**JOB**.
Copy everything in the material below, from the line containing "Draw a bounding box tightly around each rocky" down to the line containing "[92,73,473,161]", keeping both of those lines.
======== TASK INPUTS ========
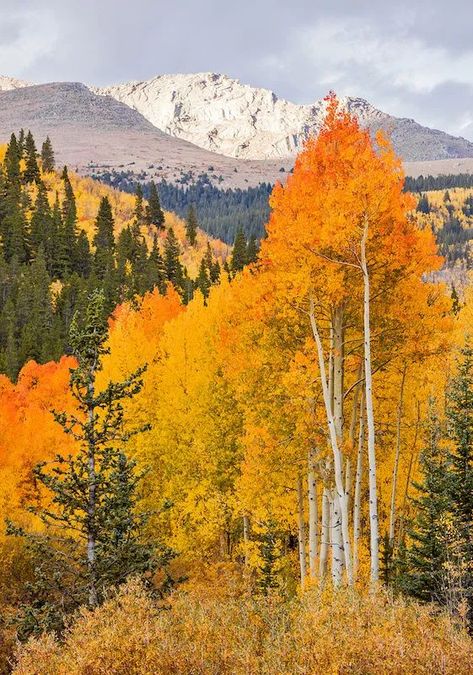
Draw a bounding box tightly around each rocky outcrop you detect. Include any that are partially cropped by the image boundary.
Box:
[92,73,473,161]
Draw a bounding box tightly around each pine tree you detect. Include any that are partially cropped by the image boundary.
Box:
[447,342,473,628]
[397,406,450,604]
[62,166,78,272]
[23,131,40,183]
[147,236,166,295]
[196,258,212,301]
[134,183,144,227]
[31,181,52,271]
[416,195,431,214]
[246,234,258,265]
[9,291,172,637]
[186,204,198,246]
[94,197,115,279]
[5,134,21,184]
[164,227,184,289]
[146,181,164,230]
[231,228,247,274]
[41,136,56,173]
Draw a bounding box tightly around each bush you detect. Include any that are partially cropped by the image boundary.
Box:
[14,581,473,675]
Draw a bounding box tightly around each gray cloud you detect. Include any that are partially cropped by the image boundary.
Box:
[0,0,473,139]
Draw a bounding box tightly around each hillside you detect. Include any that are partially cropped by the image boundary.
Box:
========
======== TASK INPUTS ========
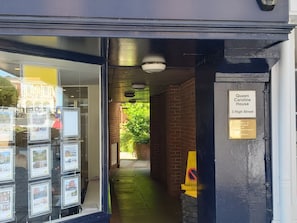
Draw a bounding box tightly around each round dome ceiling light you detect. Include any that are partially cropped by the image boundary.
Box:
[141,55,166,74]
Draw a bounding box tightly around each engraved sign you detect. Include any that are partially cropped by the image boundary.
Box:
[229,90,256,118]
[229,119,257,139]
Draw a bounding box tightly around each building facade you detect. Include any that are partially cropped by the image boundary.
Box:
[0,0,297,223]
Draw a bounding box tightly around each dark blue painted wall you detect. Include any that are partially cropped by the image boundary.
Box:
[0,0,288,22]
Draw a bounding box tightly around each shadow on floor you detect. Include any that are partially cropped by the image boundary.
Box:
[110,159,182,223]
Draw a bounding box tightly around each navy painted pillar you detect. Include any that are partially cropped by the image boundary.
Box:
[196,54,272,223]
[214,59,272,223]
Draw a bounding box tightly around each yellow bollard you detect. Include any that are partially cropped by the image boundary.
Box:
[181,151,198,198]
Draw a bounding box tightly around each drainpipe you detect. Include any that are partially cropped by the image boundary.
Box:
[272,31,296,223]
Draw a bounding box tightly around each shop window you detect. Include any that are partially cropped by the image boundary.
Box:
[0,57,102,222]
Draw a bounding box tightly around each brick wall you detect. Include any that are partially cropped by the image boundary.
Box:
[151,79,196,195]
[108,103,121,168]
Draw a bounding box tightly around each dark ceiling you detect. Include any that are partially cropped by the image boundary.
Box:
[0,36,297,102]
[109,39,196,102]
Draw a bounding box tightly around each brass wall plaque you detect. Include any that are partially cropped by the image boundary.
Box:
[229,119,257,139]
========
**SOLUTION**.
Draw a bounding box tightly around each rocky outcrop you detect. Include any that are partially cropped by the image boundary.
Box:
[92,73,473,161]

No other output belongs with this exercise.